**TRY IT**
Would you please copy each line of the data in which the string "jersey" occurs?

Natural-language object grounding data
--*--

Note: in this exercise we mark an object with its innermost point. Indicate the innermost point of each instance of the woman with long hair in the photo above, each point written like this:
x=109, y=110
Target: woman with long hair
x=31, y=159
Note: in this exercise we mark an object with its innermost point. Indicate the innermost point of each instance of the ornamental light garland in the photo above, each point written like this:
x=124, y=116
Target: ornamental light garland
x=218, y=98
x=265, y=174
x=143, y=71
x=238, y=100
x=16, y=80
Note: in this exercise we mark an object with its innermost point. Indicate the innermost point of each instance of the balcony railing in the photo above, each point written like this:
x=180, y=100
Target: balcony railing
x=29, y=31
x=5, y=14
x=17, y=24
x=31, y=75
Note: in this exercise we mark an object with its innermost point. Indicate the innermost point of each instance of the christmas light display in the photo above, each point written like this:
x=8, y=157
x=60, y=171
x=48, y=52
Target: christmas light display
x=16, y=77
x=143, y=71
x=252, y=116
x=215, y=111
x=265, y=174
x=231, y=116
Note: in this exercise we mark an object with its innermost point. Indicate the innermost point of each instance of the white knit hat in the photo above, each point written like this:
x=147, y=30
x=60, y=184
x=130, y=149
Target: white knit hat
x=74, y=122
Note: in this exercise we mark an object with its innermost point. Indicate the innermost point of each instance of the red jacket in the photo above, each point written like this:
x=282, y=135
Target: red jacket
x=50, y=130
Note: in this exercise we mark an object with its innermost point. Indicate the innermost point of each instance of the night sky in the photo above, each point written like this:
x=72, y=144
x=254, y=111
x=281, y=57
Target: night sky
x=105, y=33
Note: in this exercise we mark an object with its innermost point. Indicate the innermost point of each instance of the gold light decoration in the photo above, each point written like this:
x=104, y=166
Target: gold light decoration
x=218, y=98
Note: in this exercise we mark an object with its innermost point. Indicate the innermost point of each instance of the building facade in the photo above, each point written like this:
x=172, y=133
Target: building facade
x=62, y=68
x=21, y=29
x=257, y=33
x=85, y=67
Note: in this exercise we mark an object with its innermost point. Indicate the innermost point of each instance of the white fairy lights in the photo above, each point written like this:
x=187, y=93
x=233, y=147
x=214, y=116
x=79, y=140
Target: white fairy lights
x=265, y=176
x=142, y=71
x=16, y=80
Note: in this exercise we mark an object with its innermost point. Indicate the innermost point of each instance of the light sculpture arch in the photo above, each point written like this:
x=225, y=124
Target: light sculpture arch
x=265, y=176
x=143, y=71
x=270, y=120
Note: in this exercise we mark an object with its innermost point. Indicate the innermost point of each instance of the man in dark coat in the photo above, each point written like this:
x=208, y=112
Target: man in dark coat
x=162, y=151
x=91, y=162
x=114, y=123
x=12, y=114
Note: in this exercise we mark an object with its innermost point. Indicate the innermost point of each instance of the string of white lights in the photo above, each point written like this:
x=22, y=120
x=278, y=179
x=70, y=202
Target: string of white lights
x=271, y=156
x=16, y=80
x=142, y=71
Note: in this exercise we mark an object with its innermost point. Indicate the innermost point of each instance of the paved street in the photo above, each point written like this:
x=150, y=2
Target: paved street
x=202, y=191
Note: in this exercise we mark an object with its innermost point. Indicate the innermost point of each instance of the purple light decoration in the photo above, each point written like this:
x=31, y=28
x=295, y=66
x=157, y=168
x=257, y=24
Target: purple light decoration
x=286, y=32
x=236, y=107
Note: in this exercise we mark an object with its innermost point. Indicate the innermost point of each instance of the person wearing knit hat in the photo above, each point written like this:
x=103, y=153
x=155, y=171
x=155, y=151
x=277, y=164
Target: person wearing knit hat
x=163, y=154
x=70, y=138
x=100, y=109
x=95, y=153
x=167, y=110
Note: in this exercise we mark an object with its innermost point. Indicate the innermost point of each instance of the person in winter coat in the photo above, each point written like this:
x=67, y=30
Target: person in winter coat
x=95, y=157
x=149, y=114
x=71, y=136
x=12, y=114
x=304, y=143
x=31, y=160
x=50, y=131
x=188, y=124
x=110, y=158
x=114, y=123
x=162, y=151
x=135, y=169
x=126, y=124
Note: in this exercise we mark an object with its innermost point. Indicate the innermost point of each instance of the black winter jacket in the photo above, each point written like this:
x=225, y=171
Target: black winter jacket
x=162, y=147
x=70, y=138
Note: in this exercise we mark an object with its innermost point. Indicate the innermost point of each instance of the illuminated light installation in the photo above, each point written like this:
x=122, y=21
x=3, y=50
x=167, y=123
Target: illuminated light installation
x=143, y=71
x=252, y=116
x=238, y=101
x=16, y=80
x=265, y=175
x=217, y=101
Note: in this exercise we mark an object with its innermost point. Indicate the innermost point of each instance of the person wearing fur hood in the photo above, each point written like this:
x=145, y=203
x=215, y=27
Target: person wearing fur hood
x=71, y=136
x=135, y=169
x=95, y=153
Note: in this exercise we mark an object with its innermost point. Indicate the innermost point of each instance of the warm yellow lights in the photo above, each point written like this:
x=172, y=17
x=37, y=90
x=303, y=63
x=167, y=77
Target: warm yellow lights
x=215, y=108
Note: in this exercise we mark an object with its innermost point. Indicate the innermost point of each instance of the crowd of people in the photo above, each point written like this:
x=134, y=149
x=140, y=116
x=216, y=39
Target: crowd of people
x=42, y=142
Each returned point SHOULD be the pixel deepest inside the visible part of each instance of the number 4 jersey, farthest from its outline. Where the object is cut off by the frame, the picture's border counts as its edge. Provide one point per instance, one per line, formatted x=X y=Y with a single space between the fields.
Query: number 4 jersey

--*--

**RESPONSE BELOW**
Each returned point SHOULD be the pixel deepest inside the visible part of each instance of the number 4 jersey, farthest from its outline. Where the object is cut off by the frame, the picture's border counts as its edge. Provide one point per instance, one per line, formatted x=X y=Y with a single space between the fields.
Query: number 4 jersey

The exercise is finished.